● **What is needed**
Reproduce the complete listing without any deviation.

● **Supplied entries**
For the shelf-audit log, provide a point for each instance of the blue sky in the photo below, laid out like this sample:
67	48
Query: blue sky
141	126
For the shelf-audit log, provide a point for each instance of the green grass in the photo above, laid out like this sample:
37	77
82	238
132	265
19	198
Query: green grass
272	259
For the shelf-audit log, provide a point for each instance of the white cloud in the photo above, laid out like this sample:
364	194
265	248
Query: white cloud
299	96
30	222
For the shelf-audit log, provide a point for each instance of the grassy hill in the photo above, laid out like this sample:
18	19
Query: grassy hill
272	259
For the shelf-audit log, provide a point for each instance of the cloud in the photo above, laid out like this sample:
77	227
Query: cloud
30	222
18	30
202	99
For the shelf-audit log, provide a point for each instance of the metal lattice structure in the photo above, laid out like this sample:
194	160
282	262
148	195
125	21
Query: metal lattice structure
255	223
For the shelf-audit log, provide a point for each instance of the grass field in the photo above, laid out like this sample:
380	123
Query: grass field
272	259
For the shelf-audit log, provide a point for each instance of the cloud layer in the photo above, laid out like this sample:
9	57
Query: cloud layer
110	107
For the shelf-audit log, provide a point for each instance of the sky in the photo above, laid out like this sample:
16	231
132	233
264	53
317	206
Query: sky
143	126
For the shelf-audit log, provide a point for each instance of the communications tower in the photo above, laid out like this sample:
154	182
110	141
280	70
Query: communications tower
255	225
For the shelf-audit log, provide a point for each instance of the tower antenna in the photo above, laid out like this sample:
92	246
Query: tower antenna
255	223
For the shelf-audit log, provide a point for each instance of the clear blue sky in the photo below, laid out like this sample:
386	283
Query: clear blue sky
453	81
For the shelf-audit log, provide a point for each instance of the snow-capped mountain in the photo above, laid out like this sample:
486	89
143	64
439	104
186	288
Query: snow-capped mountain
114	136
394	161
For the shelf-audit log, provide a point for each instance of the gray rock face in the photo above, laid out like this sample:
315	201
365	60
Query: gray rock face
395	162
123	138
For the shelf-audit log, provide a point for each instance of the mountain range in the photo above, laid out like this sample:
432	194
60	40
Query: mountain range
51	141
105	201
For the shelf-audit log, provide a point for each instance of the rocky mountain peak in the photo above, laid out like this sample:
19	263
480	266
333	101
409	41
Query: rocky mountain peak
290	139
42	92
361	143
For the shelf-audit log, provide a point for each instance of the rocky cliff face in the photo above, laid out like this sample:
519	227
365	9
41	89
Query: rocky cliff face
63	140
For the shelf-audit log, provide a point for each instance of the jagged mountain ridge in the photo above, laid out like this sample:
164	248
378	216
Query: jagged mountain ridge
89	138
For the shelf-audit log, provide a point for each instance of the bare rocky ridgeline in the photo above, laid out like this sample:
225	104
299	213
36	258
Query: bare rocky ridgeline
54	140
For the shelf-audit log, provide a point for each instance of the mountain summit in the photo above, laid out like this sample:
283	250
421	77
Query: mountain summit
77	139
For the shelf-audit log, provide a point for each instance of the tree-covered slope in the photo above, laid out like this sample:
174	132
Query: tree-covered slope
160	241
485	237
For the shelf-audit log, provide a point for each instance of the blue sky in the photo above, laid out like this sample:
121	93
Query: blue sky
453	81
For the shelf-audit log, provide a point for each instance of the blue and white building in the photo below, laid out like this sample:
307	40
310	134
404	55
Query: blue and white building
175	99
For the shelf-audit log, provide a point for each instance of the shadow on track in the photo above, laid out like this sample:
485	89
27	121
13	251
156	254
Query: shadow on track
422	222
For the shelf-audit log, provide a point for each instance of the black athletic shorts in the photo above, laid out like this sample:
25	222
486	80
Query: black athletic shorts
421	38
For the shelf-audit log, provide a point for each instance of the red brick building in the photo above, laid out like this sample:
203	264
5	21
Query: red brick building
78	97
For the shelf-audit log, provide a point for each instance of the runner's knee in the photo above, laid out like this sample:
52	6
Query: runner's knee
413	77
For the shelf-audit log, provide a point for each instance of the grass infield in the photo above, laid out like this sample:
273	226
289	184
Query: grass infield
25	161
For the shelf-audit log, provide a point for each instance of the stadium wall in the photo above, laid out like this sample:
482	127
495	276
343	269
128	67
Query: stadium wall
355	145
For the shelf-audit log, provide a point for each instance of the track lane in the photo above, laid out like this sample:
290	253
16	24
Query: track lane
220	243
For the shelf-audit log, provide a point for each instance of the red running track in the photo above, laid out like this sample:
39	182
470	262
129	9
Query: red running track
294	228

● **The reply**
For the shelf-audit log, provide a point for each instance of the blue sky in the photo below, laid out like this sample:
67	48
Query: blue sky
141	126
For the shelf-audit log, provide a point for each instance of the green grass in the photo above, laid out like this sample:
37	77
82	238
132	265
19	198
Query: green grass
272	259
For the shelf-audit log, provide a point for each instance of the white cloud in the photo above, laid out like this sample:
364	194
265	248
Query: white cloud
299	96
30	222
For the shelf-audit log, provide a point for each instance of the grassy hill in the photo above, laid out like this sample:
18	19
Query: grassy hill
272	259
For the shelf-audit log, provide a point for each instance of the cloud in the photo above, laid out like this sample:
77	227
Query: cloud
30	222
18	30
202	99
For the shelf-audit log, provide a point for each instance of the metal lattice structure in the photo above, laid out like this sample:
194	160
282	262
148	195
125	21
Query: metal lattice structure
255	223
For the shelf-audit log, provide a point for each instance of the grass field in the photo above, laid out like this sample:
380	123
Query: grass field
272	259
For the shelf-audit log, provide a point for each instance of the cloud layer in the photo above, laid out like this sample:
9	57
Query: cloud layer
110	107
For the shelf-audit log, provide a point for each instance of the sky in the photo above, laid out like this sample:
16	231
132	233
264	53
317	206
Query: sky
143	126
For the shelf-audit log, provide a point for each instance of the communications tower in the photo above, laid out like this sample:
154	182
110	141
280	70
Query: communications tower
255	225
For the shelf-audit log, provide a point for each instance of the tower antenna in the photo above, laid out like this sample:
92	246
Query: tower antenna
255	223
For the shelf-audit log, provide a point for each instance of the clear blue sky in the photo below, laid out like this sample:
386	283
Query: clear blue sky
453	81
For the shelf-audit log, provide a point for each instance of the snow-capped mountain in the photo above, laid out like this sample:
486	89
143	64
439	104
186	288
Query: snow-capped mountain
114	136
394	161
For the shelf-audit log, provide a point for each instance of the gray rock face in the photo above, laid out like this sample:
315	201
365	60
Query: gray rock face
395	162
123	138
For the shelf-audit log, provide a point for each instance of the mountain range in the photo above, laid out like this sample:
432	194
60	40
Query: mountain range
51	141
105	201
For the shelf-audit log, provide a point for each instance of the rocky mountain peak in the photo above, laid out like this sample:
19	263
480	266
333	101
409	41
Query: rocky mountain peak
290	139
42	92
361	143
For the shelf-audit log, provide a point for each instance of the rocky cliff face in the photo above, laid out like this sample:
519	227
365	9
41	89
Query: rocky cliff face
63	140
For the shelf-audit log, provide a point for each instance of the jagged mountain ridge in the photo above, laid out like this sample:
164	248
378	216
Query: jagged mountain ridge
89	138
For the shelf-audit log, provide a point for each instance of the bare rocky ridgeline in the photo above, laid out like this sample:
225	104
299	213
36	258
Query: bare rocky ridgeline
54	140
For the shelf-audit log, provide a point for each instance of the mountain summit in the photo above, laid out like this sample:
283	250
421	77
Query: mountain summit
77	139
For the shelf-audit log, provide a point for each instance of the tree-covered slope in the photo above, laid out like this sample:
174	132
Query: tree-covered slope
160	241
485	237
For the shelf-audit log, provide a point for each instance of the blue sky in the photo above, laid out like this sample:
121	93
Query: blue sky
453	81
For the shelf-audit log, provide a point for each instance of the blue and white building in the photo below, laid out like this sample:
307	40
310	134
404	55
Query: blue and white building
175	99
For the shelf-audit log, provide a point for each instance of the shadow on track in the photo above, laid out like this sample:
485	89
27	121
13	251
156	254
Query: shadow on track
422	222
For the shelf-audit log, provide a point for each instance of the black athletic shorts in the photo above, laid out like this sample:
25	222
486	80
Query: black athletic shorts
421	38
For the shelf-audit log, provide a point for each instance of the red brick building in the photo above, laid out like this sample:
203	264
5	21
Query: red brick building
78	97
For the shelf-audit log, provide a point for each instance of the runner's knee in the photo above, laid out like this sample:
52	6
Query: runner's knee
413	77
For the shelf-audit log, provide a point for each instance of the grass infield in the photo above, laid out like this sample:
273	226
289	184
Query: grass infield
25	161
For the shelf-audit log, provide a point for each instance of the stadium wall in the photo above, laid out like this sample:
482	127
495	276
343	269
128	67
Query: stadium wall
355	145
For the shelf-audit log, provide a point for each instance of the track lane in the photo above, laid out like this sample:
290	253
16	24
Query: track lane
220	243
For the shelf-audit log, provide a point for each instance of the red running track in the photo above, laid out like this sample:
39	182
470	262
129	9
Query: red running track
294	228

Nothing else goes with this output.